= Exercise aim =
Could you repeat the entries from the start through the line with "[847,493,1044,630]", swapping "jersey" for "shirt" and changing nothing else? Leave the pictures out of your answer.

= Dataset rows =

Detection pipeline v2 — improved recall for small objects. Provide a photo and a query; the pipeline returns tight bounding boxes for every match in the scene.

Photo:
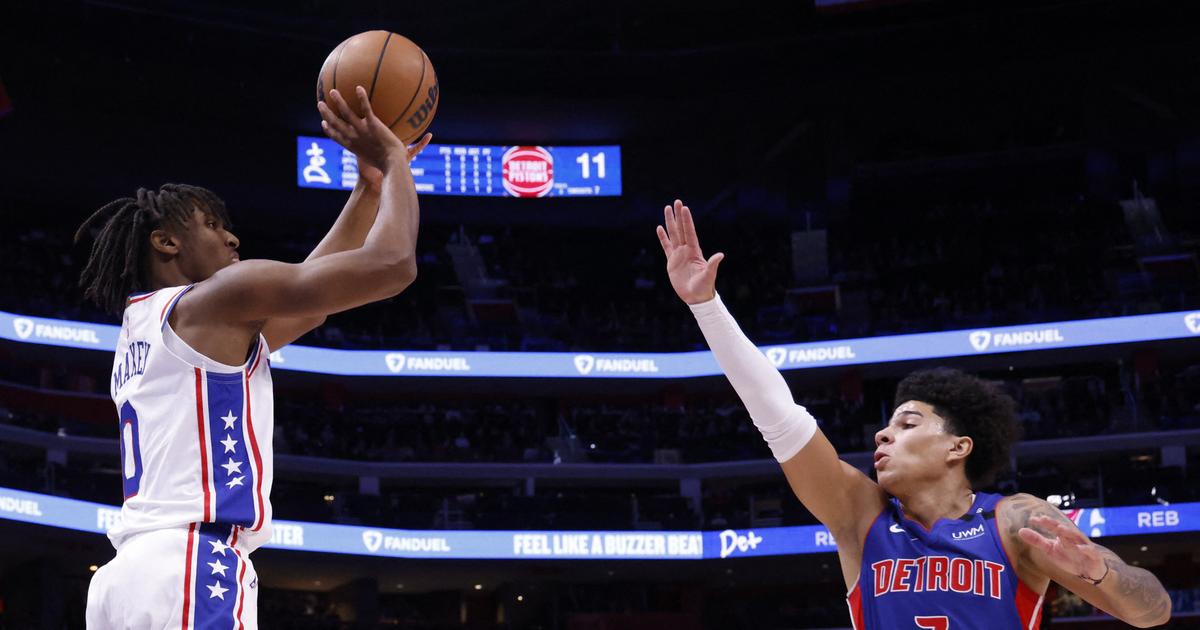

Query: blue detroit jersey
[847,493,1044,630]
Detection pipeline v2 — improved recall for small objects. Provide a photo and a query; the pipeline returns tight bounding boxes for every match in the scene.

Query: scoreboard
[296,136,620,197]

= Exercise solution =
Detection pipeline v2 — improved recall for small objects. Provide a photo and a query; the pipeline returns tight bounding boxes for every match in the scene.

Photo:

Query: blue detroit shirt
[847,493,1044,630]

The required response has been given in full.